# [EXERCISE REQUIREMENTS]
1. In the forum question about checking a GFF file, what tool did the poster use to create the new GFF?
2. From the forum question about checking a GFF file, reproduce the passage between "I've just created" and "(same fasta sequence).", inclusive.
3. Pick up the forum question about checking a GFF file after its last sentence and keep writing.

# [READING TEXT]
* * * * * * * * *

Question

How to verify the information stored in a GFF file

1

Entering edit mode

9.5 years ago

iraun 6.2k

Hi all,

I've just created a new GFF off a new version of a genome X using liftOver tool. I would like to know any method to verify the content stored in this new GFF. I mean, I'm looking for a way to compare the old GFF information with the new gFF one. For example:

- See if the genes have changed.
- See if the coordinates of a old transcript have changed (due to indels in my new genome). Check that the new coordinates correspond actually with the old transcript (same fasta sequence).
...

I'm thinking about extracting transcript sequences from both GFF (old and new), and blast them against each other to see the length of the alignment, see the differences between both versions...etc.

If anyone has done this kind of analysis (or if anyone has any idea about this), I would like to hear new opinions/suggestions.

Thanks :)

P.S: I don't want to validate the GFF format, I want to check the information (content) of the new annotation in comparison to the old one.

* * * * * * * * *

# [GIVEN INFORMATION]
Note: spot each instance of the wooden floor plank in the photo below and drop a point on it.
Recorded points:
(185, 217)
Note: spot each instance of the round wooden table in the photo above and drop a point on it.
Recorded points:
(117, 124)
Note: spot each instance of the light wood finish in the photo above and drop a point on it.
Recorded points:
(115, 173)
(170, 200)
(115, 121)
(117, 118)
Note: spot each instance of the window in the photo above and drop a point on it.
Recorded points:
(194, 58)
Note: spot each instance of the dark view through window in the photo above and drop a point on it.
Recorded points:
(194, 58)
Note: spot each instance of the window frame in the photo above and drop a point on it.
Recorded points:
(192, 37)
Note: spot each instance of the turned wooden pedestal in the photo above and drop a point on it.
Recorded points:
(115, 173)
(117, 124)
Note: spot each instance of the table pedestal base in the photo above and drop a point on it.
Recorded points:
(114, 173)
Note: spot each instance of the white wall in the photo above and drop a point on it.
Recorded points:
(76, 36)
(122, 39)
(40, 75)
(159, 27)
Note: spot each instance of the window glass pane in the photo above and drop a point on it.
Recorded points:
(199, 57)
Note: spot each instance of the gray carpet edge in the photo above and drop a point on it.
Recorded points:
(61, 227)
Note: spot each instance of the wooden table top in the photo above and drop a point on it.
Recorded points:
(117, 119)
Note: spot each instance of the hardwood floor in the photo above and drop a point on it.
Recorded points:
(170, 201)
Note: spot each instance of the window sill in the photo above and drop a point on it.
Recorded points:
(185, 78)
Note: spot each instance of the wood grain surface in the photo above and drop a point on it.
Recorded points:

* * * * * * * * *

# [RESPONSES BY TASK]
1. The liftOver tool.

2.
I've just created a new GFF off a new version of a genome X using liftOver tool. I would like to know any method to verify the content stored in this new GFF. I mean, I'm looking for a way to compare the old GFF information with the new gFF one. For example:

- See if the genes have changed.
- See if the coordinates of a old transcript have changed (due to indels in my new genome). Check that the new coordinates correspond actually with the old transcript (same fasta sequence).

3.
GFF Genome Annotation • 4.3k views

ADD COMMENT • link updated 2.2 years ago by Ram 43k • written 9.5 years ago by iraun 6.2k

Ram · Answer 1 · 2014-10-29

1

Entering edit mode

9.5 years ago

Cytosine ▴ 460

I'd suggest to just use "diff", for comparing the coordinates in the 2 files.

You can go with something like:

diff $GFF1 $GFF2 --suppress-common-lines --side-by-side

That will get you a nicely formatted input of differing lines. If you get no output then the files are similar.

For comparing sequences, your idea of using blast seems reasonable.

ADD COMMENT • link updated 2.2 years ago by Ram 43k • written 9.5 years ago by Cytosine ▴ 460

0

Entering edit mode

Thanks Cytosine. Yes, I know diff command, and you're right, I can use it to see differences between files. But, I would like to find a way to check that those differences, are really differences of my new genome reference. That's the reason of doing blast.. or another kind of approach that I would like to know :)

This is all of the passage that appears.